Polecenie A
Jaką kwotę wydano w tym roku na Ursusa 12 według tekstu o ciągnikach?
Polecenie B
Dopisz dalszy ciąg tekstu o ciągnikach, zaczynając po jego ostatnim zdaniu.

Wyodrębniony tekst
***
Pejaj - ja 100-konną kubotą ciągam talerzówkę 3,4 i ma co robić, a co dopiero 10 koni mniej.... Co do nowych ciągników - Panowie miałem U1224 - co z tego, że była "moc" i masa jak przy każdym wyjeździe z podwórka modliłem się, aby na to podwórko wrócić na kołach a nie na lince, bo co chwila coś się psuło. Co z tego, że części tanie, jak trzeba je co chwila kupować i robić a terminy gonią.... Od kiedy mam Kubotę to się o w/w rzeczy nie boję. Przychodzę z pracy, wsiadam do ciągnika, jak trzeba to pracuję nim do 22-23 i rano bez zmęczenia wstaję do pracy.... Jedyny minus, że trzeba to spłacać, ale część kasy na ratę to zaoszczędzone pieniądze z części i paliwa do Ursusa.

Pejaj - a ta Kubota wujka to już na CR czy jeszcze pompa wtryskowa ??

294

Odp: Ręcę opadają.

dobrze piszesz rudemenes. Teraz jest potrzebny komfort. Raz belowalem forszem i poszla koncowka w ciagniku od hydrauliki a ze trzeba bylo szybko belowac to odpialem belarke i dzida do domu i wzialem 60tke. szlo dobrze.. lecz.. po calym dniu pracy forszem bylo dobrze i wgodnie. a 60tka  pol dnia i lepiej nie mowic. leb jak dzwon wszystko boli i chodzisz sztywny. I tu widac ogromna roznice. a co do ursusa 12 to racja. juz w tym roku wydane 2tys na nia a na forsza przez 9lat moze poszlo. w niej to wszystko niespodziewanie sie dzieje...

GG : 9860720  smile
Minął dzionek ciężki, długi, ch*j mu w d*pe bedzie drugi big_smile

+33 / -0 (chyba wink)

295

Odp: Ręcę opadają.

rudemenes napisał/a:

Pejaj - a ta Kubota wujka to już na CR czy jeszcze pompa wtryskowa ??
***
Dane
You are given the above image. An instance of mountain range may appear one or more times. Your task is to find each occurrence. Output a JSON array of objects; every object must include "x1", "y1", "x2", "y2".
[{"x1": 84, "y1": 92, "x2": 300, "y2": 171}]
***
Oczekiwana odpowiedź A
W tym roku wydano na Ursusa 12 już 2 tysiące.

Oczekiwana odpowiedź B
tak ma juz CR to jest model M8560 kupił go za 145 tys netto. przyznam że duza wskazówka było to że ty masz kubote i go chwalisz. Ten seria m60 od m40 (chyba taki masz) różni sie tylko dołozeniem CR,  poprawieniem kabiny i skrzyni (biegi naprawde fajnie wchodza) zrobili tez nadbieg, polega to na tym ze na 6 biegu max predkość osiaga przy 12000 obr/min a i jeszcze dali system work krus czyli cos takiego jak tempomat gazem ręcznym ustawiasz predkość i on cały czas ta predkość trzyma. pozatym to ten sam ciagnik

jamir. to ze mi sie forsz podoba to nie znaczy ze nie chce sie rozwijac. cały czas powiekszam gospodarstwo teraz dokupuje maszyny do forsza wiec sam wiesz ze na zmiane ciagnika braknie, zawłaszcza ze jak bedzie wolna kasa to w kolejce do zakupu jest ciągnik ok 90Km do ładowacza i agregatu uprawowo siewnego, a i jeszcze remont domu az sie prosi

Rolnik z powołania:-)

296

Odp: Ręcę opadają.

Kazdy chce sie rozwijac. U nas najwiecej pomogl zakup forsza 9lat wstecz. i przybylo ha a teraz juz wielki STOP. Bo remontujemy chalupe juz 1.5roku  za rok siostra chce wziac slub a gospodara nie przepisana jeszcze to nie ma zadnych premii ani co. A w dodatku mozliwe ze przepisza na siostre a ja co od malego robie to poczekam na jakis cud. Chlew miesci 23krowy i wszystko taczkami trzeba bo inaczej sie nie da. stary chlew drugi to 15szt i tak samo. Ja bede wracl ze szkoly po 4 badz ok 5 i w zime niewyrobka. Przywiezc qq taczka 40min. Nakarmic krowy 1h reszte obrzadku 1h. A w zime wiadomo jak to bedzie. By sie postawilo obore na 40szt dojnych i obok mlodziesz ale widzicie. a kredytu nie chcemy brac to dobre pare lat czekac na dalszy rozwoj...

GG : 9860720  smile
Minął dzionek ciężki, długi, ch*j mu w d*pe bedzie drugi big_smile

+33 / -0 (chyba wink)

297

Odp: Ręcę opadają.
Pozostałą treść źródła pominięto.